• ARTICLE
◆ ◆ ◆
Brendan Campisi est un étudiant, un chercheur et un écrivain occasionnel qui vit sur les terres des Anishinaabe et des Lenni Lenape à London, en Ontario. Il est diplômé en histoire de l’université de Guelph et étudie actuellement au Huron University College. Il s’intéresse à l’histoire des politiques syndicales et de gauche au Canada et dans le monde, ainsi qu’à la compréhension de l’histoire canadienne dans le cadre de l’histoire de l’Empire britannique et du colonialisme de peuplement à l’échelle mondiale.

En août 1960, après près de deux ans de débats sur des versions successives, le Parlement canadien adopte la Déclaration canadienne des droits. Bien que peu connue aujourd’hui et critiquée à l’époque comme étant inefficace, la Déclaration marque une étape importante dans l’histoire des droits de la personne au Canada. C’est également un triomphe personnel pour le premier ministre John Diefenbaker, qui était l’un des plus ardents défenseurs d’une déclaration des droits au début de sa carrière parlementaire et qui, après l’avoir fait adopter par le Parlement, présente la Déclaration comme l’une des principales réalisations de son gouvernement. Le projet de loi est également une victoire pour la communauté des défenseurs des droits de l’homme et des libertés civiles, qui réclamaient une législation de ce type depuis des années; le texte est cependant au cœur d’une controverse au sein de cette communauté et demeure une déception pour bon nombre de ses membres. Les relations de Diefenbaker avec ces milieux militants étaient complexes, et sa vision de ce que devait être et faire la Déclaration des droits était loin d’être universellement partagée. L’étude du mouvement en faveur d’une déclaration canadienne des droits, du rôle de Diefenbaker en tant que défenseur de cette déclaration et des débats sur son projet de loi nous permet de mieux comprendre les complexités de cette notion des droits de l’homme dans la politique canadienne, à l’époque où ces droits y occupent une place de plus en plus importante.
◆ ◆ ◆
• Entrées d'identification de lieux
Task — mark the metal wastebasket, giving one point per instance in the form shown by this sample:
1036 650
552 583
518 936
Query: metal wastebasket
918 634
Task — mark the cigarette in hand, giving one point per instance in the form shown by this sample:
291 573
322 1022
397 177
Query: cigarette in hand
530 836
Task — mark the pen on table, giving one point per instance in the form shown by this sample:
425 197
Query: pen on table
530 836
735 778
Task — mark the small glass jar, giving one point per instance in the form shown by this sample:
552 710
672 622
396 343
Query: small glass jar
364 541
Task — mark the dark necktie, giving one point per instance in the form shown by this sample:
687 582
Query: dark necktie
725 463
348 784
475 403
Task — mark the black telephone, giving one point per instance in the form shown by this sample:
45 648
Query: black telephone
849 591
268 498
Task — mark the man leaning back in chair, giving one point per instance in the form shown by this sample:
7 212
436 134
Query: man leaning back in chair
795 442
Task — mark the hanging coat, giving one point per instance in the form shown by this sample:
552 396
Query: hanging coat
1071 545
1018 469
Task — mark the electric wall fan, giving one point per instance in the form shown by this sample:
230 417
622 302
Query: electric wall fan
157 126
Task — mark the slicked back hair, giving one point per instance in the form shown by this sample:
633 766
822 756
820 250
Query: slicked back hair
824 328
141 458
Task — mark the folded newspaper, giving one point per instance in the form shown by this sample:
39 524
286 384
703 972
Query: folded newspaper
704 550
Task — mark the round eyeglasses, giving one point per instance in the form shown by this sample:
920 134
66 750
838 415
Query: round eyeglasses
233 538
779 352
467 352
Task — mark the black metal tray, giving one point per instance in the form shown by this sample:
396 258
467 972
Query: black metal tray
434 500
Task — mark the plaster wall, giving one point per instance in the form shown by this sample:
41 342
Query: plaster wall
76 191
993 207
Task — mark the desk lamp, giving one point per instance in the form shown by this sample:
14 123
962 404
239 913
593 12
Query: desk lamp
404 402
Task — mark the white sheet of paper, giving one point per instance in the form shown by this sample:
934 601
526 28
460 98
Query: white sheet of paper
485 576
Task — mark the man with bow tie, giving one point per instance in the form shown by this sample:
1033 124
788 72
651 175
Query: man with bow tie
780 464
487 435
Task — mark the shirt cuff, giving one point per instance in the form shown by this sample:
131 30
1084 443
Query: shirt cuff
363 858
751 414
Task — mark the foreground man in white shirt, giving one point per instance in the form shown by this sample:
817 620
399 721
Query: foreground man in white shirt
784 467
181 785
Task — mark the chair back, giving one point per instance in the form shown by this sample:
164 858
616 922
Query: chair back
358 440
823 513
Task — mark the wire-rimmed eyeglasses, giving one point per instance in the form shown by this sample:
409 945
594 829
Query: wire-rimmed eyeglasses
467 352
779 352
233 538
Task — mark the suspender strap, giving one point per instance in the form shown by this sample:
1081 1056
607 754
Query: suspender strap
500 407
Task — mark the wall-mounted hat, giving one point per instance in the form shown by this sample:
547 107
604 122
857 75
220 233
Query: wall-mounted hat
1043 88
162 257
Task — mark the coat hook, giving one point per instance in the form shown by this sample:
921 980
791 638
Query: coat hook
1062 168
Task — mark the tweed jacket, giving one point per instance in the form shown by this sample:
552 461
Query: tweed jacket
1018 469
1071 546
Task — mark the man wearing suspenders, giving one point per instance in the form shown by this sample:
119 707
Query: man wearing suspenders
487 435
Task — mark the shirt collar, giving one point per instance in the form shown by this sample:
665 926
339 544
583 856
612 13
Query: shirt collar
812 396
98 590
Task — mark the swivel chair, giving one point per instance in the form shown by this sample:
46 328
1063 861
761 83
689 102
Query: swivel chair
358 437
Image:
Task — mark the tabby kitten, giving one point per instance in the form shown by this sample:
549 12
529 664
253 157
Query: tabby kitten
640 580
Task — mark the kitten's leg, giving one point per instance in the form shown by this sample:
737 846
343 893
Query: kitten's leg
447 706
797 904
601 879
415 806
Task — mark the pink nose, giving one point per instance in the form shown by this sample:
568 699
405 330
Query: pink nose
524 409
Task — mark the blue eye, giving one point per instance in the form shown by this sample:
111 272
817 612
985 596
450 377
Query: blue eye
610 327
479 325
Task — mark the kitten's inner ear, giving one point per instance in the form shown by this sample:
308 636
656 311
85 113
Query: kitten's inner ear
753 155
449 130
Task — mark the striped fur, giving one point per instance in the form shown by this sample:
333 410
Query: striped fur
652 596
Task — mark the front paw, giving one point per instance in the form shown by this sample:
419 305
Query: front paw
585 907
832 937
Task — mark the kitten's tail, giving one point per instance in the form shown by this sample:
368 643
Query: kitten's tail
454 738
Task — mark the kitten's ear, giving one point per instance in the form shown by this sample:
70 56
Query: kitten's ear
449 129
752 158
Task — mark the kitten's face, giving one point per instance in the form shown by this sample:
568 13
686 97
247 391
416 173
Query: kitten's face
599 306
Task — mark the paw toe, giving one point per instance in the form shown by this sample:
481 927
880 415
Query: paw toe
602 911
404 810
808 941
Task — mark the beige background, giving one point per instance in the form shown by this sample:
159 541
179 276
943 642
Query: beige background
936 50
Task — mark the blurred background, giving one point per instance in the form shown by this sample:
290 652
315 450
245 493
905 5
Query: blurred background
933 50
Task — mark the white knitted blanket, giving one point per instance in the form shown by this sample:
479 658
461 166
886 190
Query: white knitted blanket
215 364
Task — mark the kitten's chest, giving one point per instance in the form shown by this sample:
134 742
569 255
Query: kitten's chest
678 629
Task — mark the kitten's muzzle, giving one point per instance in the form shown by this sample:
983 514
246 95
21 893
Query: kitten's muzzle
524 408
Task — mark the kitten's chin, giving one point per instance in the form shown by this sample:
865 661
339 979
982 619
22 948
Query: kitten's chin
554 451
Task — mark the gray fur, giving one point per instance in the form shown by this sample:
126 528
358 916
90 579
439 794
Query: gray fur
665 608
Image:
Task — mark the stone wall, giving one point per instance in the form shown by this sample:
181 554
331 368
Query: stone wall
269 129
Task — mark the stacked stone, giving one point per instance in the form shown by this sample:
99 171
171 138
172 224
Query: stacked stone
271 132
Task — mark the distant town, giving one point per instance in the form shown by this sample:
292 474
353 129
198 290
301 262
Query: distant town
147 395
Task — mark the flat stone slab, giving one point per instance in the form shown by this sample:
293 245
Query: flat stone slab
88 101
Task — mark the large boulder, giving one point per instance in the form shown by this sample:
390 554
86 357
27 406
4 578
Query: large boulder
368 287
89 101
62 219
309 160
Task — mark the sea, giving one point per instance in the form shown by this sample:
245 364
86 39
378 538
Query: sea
◆ ◆ ◆
• OBJECTIFS
a: D'après l'article, à quel moment le Parlement canadien adopte-t-il la Déclaration canadienne des droits ?
b: Recopiez fidèlement le passage de l'article allant de « Brendan Campisi est » jusqu'à « à l’échelle mondiale. ».

• CORRIGÉ
a: En août 1960.

b:
Brendan Campisi est un étudiant, un chercheur et un écrivain occasionnel qui vit sur les terres des Anishinaabe et des Lenni Lenape à London, en Ontario. Il est diplômé en histoire de l’université de Guelph et étudie actuellement au Huron University College. Il s’intéresse à l’histoire des politiques syndicales et de gauche au Canada et dans le monde, ainsi qu’à la compréhension de l’histoire canadienne dans le cadre de l’histoire de l’Empire britannique et du colonialisme de peuplement à l’échelle mondiale.